▶ **INPUT**
........

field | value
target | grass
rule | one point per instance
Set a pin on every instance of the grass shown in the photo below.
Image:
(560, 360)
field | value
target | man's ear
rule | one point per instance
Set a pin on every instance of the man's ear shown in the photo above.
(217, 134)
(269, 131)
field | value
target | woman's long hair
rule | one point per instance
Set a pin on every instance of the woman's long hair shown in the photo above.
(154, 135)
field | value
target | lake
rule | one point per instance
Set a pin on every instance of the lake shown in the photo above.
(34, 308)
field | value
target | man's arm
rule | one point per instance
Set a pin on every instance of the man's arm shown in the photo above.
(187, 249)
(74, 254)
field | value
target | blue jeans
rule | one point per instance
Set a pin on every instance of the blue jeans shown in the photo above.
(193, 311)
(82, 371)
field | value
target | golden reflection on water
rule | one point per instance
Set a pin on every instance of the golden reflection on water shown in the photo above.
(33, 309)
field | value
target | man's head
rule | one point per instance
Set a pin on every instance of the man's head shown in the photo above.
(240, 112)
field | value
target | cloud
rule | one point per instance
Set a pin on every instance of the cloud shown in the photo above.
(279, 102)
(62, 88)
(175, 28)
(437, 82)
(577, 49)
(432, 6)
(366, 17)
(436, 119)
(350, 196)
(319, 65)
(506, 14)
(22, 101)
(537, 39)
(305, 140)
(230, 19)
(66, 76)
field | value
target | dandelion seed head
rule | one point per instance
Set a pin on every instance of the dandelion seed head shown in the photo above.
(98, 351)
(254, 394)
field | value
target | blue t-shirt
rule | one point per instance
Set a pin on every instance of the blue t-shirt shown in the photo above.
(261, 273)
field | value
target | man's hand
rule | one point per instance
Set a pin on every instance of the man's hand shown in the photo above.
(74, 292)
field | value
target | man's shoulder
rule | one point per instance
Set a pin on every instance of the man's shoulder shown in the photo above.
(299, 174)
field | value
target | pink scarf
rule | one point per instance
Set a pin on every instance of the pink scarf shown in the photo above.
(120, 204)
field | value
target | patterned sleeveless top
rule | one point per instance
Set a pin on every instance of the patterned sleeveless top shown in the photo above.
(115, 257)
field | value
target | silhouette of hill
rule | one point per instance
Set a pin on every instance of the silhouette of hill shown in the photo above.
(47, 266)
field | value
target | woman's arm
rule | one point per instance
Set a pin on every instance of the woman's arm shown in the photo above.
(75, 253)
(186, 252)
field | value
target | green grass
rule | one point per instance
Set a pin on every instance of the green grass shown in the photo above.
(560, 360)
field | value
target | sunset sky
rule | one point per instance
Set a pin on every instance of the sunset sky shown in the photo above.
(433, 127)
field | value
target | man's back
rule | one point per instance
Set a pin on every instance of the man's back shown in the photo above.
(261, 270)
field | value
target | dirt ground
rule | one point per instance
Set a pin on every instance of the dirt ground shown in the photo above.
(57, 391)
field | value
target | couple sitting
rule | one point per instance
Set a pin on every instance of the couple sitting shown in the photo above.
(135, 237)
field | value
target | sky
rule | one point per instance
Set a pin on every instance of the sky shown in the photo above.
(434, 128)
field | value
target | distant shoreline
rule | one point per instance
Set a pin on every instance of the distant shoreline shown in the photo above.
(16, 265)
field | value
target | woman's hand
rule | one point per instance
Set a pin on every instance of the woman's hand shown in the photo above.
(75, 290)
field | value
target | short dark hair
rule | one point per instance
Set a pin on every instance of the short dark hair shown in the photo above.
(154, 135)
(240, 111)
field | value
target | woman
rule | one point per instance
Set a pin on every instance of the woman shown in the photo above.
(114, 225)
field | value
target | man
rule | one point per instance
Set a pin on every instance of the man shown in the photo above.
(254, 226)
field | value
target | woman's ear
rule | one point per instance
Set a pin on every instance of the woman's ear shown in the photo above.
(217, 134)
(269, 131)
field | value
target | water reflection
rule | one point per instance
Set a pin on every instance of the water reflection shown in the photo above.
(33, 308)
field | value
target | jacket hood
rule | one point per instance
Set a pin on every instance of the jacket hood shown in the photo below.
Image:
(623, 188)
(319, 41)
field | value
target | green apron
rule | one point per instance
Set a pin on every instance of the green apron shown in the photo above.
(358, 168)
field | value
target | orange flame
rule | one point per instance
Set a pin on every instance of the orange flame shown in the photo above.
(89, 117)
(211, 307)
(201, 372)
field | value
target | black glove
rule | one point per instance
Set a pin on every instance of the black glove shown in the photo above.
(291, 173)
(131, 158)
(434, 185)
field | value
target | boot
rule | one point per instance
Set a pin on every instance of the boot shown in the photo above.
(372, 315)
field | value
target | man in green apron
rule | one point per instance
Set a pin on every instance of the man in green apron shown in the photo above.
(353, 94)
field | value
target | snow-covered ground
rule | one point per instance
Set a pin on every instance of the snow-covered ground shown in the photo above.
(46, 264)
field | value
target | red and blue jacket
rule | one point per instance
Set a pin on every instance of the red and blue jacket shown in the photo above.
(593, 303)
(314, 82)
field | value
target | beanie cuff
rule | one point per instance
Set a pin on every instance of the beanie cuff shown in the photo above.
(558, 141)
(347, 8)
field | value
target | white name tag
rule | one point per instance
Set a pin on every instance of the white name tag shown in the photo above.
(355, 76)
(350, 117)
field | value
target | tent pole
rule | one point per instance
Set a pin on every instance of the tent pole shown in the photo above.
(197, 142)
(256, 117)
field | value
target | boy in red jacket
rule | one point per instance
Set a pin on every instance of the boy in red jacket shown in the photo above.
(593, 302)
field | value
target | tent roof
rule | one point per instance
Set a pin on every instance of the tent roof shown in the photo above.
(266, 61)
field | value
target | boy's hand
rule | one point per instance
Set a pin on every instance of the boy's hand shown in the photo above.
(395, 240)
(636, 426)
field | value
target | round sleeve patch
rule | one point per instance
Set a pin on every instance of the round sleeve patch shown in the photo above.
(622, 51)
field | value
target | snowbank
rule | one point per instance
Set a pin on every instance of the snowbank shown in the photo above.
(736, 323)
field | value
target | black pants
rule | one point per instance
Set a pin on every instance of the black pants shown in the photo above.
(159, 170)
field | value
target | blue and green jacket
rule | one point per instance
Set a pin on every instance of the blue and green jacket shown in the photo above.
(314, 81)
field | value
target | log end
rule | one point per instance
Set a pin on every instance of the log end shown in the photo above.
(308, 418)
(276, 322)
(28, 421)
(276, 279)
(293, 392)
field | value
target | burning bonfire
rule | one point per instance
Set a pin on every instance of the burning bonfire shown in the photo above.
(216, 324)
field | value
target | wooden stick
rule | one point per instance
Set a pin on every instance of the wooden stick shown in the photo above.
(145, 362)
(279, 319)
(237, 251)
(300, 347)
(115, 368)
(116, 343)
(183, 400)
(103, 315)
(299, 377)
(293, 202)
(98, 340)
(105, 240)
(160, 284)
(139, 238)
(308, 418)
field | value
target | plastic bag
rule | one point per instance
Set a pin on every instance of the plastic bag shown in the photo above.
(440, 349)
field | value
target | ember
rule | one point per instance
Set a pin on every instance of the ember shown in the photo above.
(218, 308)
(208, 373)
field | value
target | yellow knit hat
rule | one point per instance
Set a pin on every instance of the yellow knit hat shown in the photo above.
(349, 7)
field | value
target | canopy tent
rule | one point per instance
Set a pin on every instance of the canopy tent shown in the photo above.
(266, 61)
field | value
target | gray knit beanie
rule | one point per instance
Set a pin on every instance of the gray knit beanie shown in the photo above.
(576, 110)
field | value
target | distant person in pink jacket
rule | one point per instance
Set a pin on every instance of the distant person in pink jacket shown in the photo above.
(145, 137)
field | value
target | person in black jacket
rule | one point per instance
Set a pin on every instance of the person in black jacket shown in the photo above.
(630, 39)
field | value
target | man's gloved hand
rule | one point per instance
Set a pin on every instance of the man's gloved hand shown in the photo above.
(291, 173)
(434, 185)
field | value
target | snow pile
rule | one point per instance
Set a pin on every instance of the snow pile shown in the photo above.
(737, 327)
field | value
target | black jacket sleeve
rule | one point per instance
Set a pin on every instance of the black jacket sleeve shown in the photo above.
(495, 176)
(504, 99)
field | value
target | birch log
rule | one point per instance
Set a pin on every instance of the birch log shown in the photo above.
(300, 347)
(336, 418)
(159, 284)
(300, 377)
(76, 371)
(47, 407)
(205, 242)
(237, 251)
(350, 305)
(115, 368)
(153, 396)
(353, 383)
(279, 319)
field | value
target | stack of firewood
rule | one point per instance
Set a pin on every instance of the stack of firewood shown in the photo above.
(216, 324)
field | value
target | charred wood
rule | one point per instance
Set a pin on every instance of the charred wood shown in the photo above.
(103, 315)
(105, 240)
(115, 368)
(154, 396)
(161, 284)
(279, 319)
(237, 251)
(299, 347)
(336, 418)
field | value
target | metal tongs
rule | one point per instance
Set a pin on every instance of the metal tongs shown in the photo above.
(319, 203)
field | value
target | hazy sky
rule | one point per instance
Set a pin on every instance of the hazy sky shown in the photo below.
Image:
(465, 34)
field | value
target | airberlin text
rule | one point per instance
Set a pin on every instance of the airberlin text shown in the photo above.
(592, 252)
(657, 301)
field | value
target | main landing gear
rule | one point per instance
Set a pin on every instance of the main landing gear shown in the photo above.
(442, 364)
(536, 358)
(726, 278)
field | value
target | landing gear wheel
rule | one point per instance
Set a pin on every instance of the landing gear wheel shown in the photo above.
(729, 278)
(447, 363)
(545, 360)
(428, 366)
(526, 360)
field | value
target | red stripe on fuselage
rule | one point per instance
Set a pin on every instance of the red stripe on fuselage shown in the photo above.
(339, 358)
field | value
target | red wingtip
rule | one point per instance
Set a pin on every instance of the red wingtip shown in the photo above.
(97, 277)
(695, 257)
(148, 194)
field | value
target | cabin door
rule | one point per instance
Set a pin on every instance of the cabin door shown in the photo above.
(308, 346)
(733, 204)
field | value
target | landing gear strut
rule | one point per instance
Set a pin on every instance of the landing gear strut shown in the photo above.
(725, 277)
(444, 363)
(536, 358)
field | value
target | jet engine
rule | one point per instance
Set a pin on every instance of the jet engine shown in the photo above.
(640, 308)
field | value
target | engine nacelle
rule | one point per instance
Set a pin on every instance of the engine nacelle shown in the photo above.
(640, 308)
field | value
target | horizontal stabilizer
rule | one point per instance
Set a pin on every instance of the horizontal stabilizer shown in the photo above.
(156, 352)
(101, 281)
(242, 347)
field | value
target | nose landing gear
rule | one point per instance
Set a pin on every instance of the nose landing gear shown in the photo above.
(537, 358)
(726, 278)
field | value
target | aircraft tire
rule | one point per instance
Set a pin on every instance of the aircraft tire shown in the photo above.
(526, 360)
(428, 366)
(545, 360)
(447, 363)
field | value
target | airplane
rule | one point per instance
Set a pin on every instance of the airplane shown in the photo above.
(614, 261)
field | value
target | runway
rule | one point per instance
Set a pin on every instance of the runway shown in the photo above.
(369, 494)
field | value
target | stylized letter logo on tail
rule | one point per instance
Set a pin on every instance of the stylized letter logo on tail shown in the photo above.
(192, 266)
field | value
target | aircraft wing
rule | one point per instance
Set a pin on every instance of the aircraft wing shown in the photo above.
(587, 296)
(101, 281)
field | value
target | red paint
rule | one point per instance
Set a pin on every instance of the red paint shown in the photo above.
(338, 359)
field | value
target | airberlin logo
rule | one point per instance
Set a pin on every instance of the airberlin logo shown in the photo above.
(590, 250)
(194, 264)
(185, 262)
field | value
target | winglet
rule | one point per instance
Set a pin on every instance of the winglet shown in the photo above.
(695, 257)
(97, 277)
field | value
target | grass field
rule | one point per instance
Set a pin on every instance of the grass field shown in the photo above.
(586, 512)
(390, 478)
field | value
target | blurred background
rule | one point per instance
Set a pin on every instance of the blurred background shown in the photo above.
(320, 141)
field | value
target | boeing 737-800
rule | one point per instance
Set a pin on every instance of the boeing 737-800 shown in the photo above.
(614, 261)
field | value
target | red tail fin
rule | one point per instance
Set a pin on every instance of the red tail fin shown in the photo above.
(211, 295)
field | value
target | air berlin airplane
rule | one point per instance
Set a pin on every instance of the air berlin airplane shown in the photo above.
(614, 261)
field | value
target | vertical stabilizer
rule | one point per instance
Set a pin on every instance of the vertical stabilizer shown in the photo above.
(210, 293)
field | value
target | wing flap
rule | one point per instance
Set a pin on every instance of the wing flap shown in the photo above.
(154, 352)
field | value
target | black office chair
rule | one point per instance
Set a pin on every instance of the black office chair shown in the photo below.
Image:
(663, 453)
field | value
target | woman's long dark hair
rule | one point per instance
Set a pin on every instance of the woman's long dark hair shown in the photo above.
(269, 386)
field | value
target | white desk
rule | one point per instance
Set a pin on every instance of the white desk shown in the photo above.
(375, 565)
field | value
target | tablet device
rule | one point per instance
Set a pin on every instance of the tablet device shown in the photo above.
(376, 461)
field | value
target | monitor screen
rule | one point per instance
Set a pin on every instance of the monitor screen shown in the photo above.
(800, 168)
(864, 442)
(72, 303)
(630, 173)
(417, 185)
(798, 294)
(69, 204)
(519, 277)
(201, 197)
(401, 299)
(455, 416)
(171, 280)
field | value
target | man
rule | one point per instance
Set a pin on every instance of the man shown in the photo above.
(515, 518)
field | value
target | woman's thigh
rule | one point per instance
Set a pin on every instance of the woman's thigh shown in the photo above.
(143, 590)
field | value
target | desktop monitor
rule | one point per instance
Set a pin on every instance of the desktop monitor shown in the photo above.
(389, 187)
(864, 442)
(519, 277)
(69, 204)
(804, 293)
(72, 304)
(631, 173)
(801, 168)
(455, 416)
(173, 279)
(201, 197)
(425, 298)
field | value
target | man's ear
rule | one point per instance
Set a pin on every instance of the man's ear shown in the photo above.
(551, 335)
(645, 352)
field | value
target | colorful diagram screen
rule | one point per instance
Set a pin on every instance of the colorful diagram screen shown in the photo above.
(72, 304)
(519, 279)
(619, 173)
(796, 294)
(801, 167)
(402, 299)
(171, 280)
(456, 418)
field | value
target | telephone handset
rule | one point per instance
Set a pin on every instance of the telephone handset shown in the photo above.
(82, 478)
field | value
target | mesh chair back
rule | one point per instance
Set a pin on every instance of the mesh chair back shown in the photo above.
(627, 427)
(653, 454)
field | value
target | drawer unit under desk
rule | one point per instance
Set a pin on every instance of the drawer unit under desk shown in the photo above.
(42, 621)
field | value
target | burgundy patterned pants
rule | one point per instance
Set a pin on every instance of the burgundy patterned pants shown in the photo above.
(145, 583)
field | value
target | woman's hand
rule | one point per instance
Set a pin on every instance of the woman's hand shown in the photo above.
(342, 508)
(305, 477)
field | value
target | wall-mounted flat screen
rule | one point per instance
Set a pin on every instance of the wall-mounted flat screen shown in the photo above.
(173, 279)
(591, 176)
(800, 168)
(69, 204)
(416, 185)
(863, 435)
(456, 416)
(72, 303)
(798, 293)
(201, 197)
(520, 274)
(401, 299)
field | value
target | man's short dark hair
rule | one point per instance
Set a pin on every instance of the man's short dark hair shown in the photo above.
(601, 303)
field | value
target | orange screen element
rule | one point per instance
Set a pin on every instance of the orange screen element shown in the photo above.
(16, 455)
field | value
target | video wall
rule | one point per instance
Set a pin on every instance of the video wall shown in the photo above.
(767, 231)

........

▶ **EXERCISE GOAL**
Find every line in the rows above that contains the string "blurred", matching case exactly, and copy each of those lines.

▶ **OUTPUT BELOW**
target | blurred background
Set a pin on every instance of the blurred background shown in the photo above.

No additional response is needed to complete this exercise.